> [Problem]:
All records that follow are to be restated exactly.

==== Records

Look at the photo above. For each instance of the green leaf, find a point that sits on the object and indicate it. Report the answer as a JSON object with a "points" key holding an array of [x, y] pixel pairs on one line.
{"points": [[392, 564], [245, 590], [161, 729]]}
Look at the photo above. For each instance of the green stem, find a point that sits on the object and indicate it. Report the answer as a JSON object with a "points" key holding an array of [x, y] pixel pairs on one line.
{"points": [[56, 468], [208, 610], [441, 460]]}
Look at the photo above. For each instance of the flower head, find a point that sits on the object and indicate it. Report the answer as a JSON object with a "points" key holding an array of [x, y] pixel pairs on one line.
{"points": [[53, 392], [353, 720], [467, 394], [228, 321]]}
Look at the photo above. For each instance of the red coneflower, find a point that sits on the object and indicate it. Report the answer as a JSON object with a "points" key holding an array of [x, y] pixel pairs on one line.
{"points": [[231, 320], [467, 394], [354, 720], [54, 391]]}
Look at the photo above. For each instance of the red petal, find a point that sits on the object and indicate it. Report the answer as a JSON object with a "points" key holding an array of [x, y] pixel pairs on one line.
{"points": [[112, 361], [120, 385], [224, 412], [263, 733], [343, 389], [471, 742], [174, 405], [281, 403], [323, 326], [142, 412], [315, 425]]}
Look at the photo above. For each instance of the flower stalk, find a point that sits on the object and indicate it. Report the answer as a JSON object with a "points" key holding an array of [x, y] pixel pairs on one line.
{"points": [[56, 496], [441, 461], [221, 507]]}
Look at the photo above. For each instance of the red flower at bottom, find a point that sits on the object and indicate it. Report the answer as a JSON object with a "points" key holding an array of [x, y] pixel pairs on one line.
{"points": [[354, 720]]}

========

> [Solution]:
Look at the photo above. For each instance of the green leaf, find a point that sits on the object and indicate it. Report the answer as a JSON object with a "points" key holding an array of [x, y] pixel pairs on one line.
{"points": [[392, 564], [245, 590], [161, 729]]}
Look at the photo above. For each instance of the green stem, find a point that sits on the object and indicate it. Report the answer as a JSON object with a "points" key holding an array of [x, y] pixel pairs on one line.
{"points": [[56, 468], [208, 610], [441, 460]]}
Look at the photo above. For each instance of the flower head, find a point that sits on the object and indicate it. Report the answer as a JSON object with a "points" key holding an array of [x, y] pixel pairs on one line.
{"points": [[53, 392], [353, 720], [467, 394], [228, 321]]}
Look at the photo above. For each instance of the red coneflower, find a point that sits on the object and indicate it. Report the answer as a JSON object with a "points" key holding an array of [x, y] pixel pairs on one line.
{"points": [[231, 320], [467, 394], [354, 720], [54, 391]]}
Look at the photo above. For each instance of the red petal, find a point that sits on the object and indicate it. Report the answer as a JSON object with a "points" key holding an array of [x, y] pixel pairs on one line.
{"points": [[112, 361], [120, 385], [224, 412], [263, 733], [343, 389], [471, 742], [174, 405], [281, 403], [323, 326], [142, 412], [315, 425]]}
Look at the photo above. For each instance of the flower stalk, find a point that sits on the object and indicate it. Report the answer as a JSON object with a "points" key holding an array of [x, y] pixel pairs on one line.
{"points": [[56, 496], [441, 461], [221, 507]]}
Look at the photo above. For each instance of the red flower at bottom, find a point that sits on the object and indicate it. Report the answer as a JSON object with a "points" key holding an array of [x, y] pixel pairs on one line.
{"points": [[354, 720]]}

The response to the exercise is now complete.